====== Brano

La pubblicità italiana non riesce a uscire dalla quarta crisi.

Secondo Nielsen Media Research da gennaio ad agosto 2009 gli investimenti pubblicitari ammontano a 5.275 milioni di euro con una flessione del -16,4% rispetto al corrispondente periodo del 2008. Ad agosto 2009 verso agosto 2008 la variazione è del -15,8%. A livello di settori merceologici, considerando il periodo cumulato, si registrano: -11,6% per gli Alimentari, -21,9% per le Auto e -5,4% per le Telecomunicazioni.

Unilever, Wind, Vodafone, Telecom It. Mobile, Barilla, Ferrero, L’Oreal, Volkswagen, Procter&Gamble e Fiat Div. Fiat Auto guidano la classifica dei Top Spender nei primi otto mesi del 2009 con investimenti pari 715 milioni di euro, in calo del -13,4% sul corrispondente periodo dell’anno scorso.

La Televisione, considerando i canali generalisti e quelli satellitari (marchi Sky e Fox), mostra una flessione del -13,9% sul periodo cumulato e del -17,7% sul singolo mese.

============

- [Istruzioni]:
A. Sostituisci "Alimentari" con "Beni alimentari" nel brano sugli investimenti pubblicitari, riscrivendo il passo da "Secondo Nielsen Media" a "sul singolo mese.".
B. Rispondi alle seguenti domande sul brano sugli investimenti pubblicitari:
(i) A quanto ammontano gli investimenti pubblicitari da gennaio ad agosto 2009?
(ii) Quale variazione registra il settore Auto nel periodo cumulato?
(iii) Di quanto cala la Televisione sul periodo cumulato?

====== Sezione dati

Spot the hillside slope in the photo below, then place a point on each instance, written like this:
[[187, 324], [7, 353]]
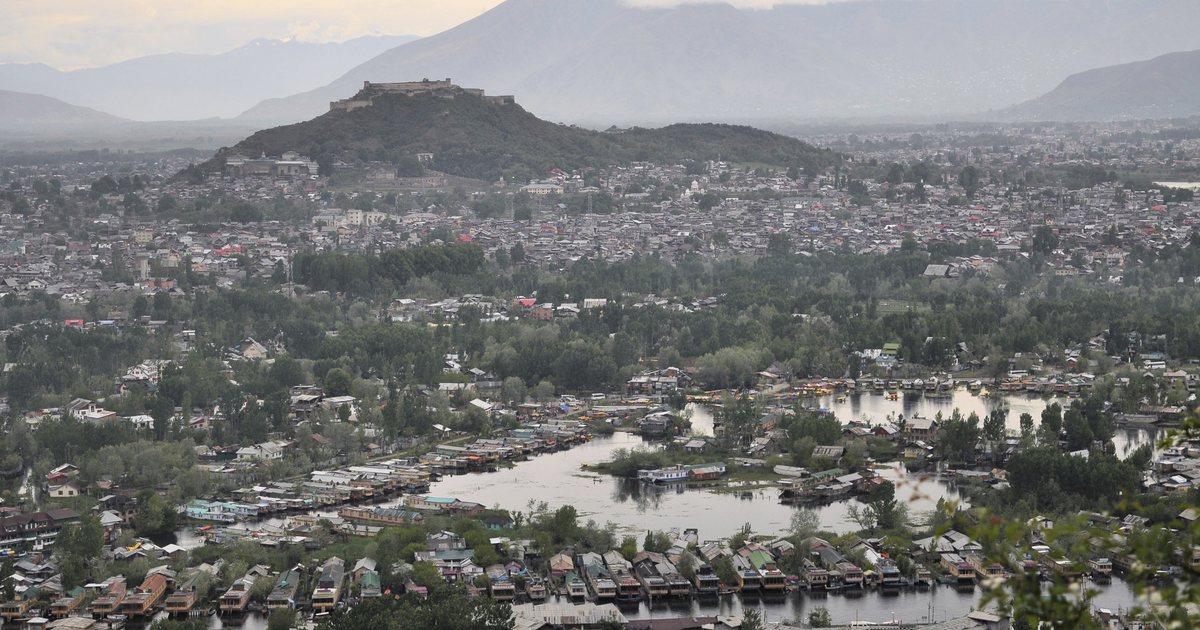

============

- [Soluzioni]:
A.
Secondo Nielsen Media Research da gennaio ad agosto 2009 gli investimenti pubblicitari ammontano a 5.275 milioni di euro con una flessione del -16,4% rispetto al corrispondente periodo del 2008. Ad agosto 2009 verso agosto 2008 la variazione è del -15,8%. A livello di settori merceologici, considerando il periodo cumulato, si registrano: -11,6% per gli Beni alimentari, -21,9% per le Auto e -5,4% per le Telecomunicazioni.

Unilever, Wind, Vodafone, Telecom It. Mobile, Barilla, Ferrero, L’Oreal, Volkswagen, Procter&Gamble e Fiat Div. Fiat Auto guidano la classifica dei Top Spender nei primi otto mesi del 2009 con investimenti pari 715 milioni di euro, in calo del -13,4% sul corrispondente periodo dell’anno scorso.

La Televisione, considerando i canali generalisti e quelli satellitari (marchi Sky e Fox), mostra una flessione del -13,9% sul periodo cumulato e del -17,7% sul singolo mese.

B.
(i) 5.275 milioni di euro.
(ii) -21,9%.
(iii) -13,9%.